[begin Provided records]
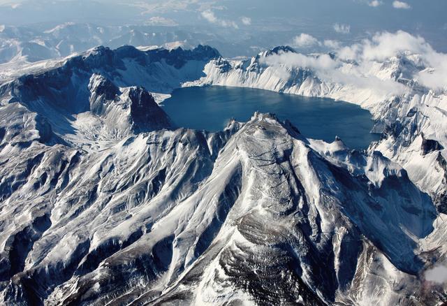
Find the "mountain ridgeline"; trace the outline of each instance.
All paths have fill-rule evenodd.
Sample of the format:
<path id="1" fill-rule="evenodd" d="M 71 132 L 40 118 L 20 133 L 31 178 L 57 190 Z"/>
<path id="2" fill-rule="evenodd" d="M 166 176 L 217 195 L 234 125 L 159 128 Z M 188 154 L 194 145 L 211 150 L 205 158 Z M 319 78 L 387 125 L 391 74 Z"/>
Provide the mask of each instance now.
<path id="1" fill-rule="evenodd" d="M 206 46 L 98 48 L 4 82 L 1 303 L 444 301 L 424 277 L 446 254 L 444 200 L 380 152 L 391 138 L 402 152 L 388 118 L 376 118 L 381 143 L 359 152 L 271 114 L 216 133 L 176 127 L 157 104 L 267 69 L 249 66 Z M 306 71 L 292 75 L 315 81 Z M 424 158 L 444 158 L 443 140 L 421 137 Z"/>

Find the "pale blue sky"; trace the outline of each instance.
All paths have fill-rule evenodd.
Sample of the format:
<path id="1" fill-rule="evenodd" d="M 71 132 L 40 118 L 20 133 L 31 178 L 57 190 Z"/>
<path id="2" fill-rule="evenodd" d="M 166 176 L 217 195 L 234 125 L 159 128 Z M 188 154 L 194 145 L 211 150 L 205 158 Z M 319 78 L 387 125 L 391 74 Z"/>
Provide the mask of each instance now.
<path id="1" fill-rule="evenodd" d="M 301 33 L 349 43 L 402 29 L 447 52 L 446 15 L 446 0 L 0 0 L 0 24 L 177 24 L 261 48 Z"/>

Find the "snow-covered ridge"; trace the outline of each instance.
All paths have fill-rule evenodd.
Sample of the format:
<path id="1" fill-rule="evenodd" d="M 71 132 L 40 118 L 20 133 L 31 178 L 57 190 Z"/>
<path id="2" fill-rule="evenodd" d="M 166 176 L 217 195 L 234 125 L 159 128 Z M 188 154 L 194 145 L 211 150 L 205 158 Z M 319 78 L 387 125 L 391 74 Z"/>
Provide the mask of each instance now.
<path id="1" fill-rule="evenodd" d="M 427 56 L 414 52 L 357 61 L 342 56 L 304 55 L 278 47 L 248 60 L 212 60 L 205 68 L 206 76 L 184 85 L 247 87 L 359 104 L 371 112 L 374 131 L 383 136 L 370 151 L 404 167 L 447 212 L 447 83 L 444 89 L 425 85 L 423 77 L 434 68 L 427 66 L 432 64 Z M 439 65 L 442 69 L 444 63 Z M 427 140 L 437 149 L 427 152 L 423 143 Z"/>

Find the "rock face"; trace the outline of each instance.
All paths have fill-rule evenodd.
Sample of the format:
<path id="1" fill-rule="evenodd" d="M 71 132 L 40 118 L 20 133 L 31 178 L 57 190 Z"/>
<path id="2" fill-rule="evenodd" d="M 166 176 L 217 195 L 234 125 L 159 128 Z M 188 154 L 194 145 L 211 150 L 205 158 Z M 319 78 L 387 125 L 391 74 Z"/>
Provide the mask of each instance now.
<path id="1" fill-rule="evenodd" d="M 0 303 L 445 302 L 424 278 L 447 254 L 445 196 L 385 154 L 270 114 L 173 127 L 141 83 L 201 75 L 210 50 L 98 48 L 0 87 Z"/>

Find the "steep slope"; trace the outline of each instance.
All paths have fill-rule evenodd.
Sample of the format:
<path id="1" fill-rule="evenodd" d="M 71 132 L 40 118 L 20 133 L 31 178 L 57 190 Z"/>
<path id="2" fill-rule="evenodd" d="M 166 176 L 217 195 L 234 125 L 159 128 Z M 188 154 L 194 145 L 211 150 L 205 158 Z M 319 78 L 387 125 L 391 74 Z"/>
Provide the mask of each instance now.
<path id="1" fill-rule="evenodd" d="M 207 78 L 218 57 L 99 48 L 0 87 L 1 303 L 446 302 L 425 277 L 445 215 L 398 163 L 272 115 L 172 126 L 145 87 Z M 377 145 L 402 147 L 386 126 Z M 420 137 L 425 156 L 444 150 Z"/>
<path id="2" fill-rule="evenodd" d="M 6 304 L 420 298 L 430 198 L 380 154 L 309 140 L 274 117 L 1 156 Z"/>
[end Provided records]
> [Instruction]
Please return, unchanged and word for word, the lines from the start of the items through the line containing "206 46 L 98", both ends included. Leave the pictures out of your answer.

> [In response]
Find the "mountain ridgeline"; trace the outline of each instance.
All paths have fill-rule evenodd.
Sample of the format:
<path id="1" fill-rule="evenodd" d="M 71 132 L 40 118 L 20 133 L 31 178 L 57 190 Z"/>
<path id="2" fill-rule="evenodd" d="M 166 176 L 217 195 L 234 125 L 159 128 Z M 188 154 L 194 145 L 211 150 L 205 158 Z M 319 78 L 387 125 L 391 74 Z"/>
Provide the mask of each instance now.
<path id="1" fill-rule="evenodd" d="M 206 46 L 98 48 L 4 82 L 1 303 L 444 301 L 424 277 L 446 254 L 444 200 L 380 152 L 391 138 L 402 152 L 388 118 L 376 118 L 381 143 L 359 152 L 271 114 L 216 133 L 176 127 L 157 104 L 267 69 L 249 66 Z M 306 71 L 292 75 L 315 81 Z M 424 158 L 444 158 L 443 140 L 421 137 Z"/>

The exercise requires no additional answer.